_OBJECTIVE_:
Reproduce the lines from the one containing "of the orange" through the end of the records, inclusive. Keep them unchanged except that -131 is added to every coordinate value.

Point annotation records:
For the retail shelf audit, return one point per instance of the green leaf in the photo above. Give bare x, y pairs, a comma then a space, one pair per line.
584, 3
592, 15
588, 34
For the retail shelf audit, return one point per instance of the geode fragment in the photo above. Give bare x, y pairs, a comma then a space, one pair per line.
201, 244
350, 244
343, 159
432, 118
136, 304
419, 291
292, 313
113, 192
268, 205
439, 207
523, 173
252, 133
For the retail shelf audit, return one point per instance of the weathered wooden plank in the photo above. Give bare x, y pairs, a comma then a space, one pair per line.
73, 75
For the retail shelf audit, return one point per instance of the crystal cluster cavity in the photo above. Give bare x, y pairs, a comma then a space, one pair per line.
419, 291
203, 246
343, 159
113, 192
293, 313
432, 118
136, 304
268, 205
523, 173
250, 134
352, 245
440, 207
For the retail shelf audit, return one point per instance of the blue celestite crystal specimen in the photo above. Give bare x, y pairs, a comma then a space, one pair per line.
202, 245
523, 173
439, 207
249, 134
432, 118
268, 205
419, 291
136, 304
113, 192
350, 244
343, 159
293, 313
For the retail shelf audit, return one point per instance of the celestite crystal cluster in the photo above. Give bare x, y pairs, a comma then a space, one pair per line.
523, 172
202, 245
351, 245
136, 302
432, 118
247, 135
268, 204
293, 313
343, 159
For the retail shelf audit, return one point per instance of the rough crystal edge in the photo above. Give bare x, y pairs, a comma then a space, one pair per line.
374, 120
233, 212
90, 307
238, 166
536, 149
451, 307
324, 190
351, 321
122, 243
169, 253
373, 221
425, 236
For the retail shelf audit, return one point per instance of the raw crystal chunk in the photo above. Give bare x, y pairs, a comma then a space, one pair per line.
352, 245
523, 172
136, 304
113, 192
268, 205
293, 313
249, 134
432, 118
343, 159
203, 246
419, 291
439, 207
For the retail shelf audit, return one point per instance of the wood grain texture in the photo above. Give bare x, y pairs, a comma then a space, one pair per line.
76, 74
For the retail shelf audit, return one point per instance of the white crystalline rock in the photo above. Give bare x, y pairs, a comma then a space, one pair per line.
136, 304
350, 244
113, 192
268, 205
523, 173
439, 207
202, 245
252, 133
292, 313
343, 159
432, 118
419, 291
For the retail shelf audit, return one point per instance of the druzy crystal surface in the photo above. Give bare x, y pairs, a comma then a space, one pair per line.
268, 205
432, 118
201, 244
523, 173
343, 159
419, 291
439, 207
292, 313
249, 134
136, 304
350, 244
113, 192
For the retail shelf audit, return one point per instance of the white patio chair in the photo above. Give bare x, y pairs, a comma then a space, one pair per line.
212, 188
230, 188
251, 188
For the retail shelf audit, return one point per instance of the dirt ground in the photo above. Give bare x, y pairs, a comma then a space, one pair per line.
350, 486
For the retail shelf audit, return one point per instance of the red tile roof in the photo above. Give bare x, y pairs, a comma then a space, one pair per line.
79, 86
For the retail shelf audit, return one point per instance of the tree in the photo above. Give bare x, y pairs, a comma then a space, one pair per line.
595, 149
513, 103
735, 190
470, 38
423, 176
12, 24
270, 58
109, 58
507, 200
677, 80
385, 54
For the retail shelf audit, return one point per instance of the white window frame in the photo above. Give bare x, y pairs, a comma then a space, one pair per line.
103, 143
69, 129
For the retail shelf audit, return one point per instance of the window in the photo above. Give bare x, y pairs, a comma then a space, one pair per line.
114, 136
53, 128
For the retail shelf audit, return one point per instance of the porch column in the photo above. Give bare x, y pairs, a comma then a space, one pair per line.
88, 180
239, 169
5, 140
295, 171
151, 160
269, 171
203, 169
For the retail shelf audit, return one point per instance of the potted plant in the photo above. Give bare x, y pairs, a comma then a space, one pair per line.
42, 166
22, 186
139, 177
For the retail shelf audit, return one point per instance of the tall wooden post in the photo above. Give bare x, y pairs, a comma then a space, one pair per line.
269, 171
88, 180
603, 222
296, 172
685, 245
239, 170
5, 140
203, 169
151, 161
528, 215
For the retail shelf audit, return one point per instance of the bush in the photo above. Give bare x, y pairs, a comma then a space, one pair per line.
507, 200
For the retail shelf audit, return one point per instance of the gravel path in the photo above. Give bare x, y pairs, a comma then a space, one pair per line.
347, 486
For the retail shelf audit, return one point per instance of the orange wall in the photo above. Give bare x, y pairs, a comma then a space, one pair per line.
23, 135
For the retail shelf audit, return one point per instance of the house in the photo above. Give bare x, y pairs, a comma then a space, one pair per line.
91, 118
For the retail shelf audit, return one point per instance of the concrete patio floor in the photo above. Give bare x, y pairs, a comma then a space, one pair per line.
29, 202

_RESPONSE TO THIS TASK_:
For the retail shelf audit, return one point per instance of the orange wall in the photo above. Give bare x, y pairs, a comma then a space, one pair per line.
-108, 4
For the retail shelf audit, return one point per instance of the house in the photo above. Give bare x, y pairs, a comma then a space, one pair per line.
-40, -13
For the retail shelf audit, return one point per instance of the concrete patio floor in the photo above. Give bare x, y pairs, a comma then a space, one pair per line.
-102, 71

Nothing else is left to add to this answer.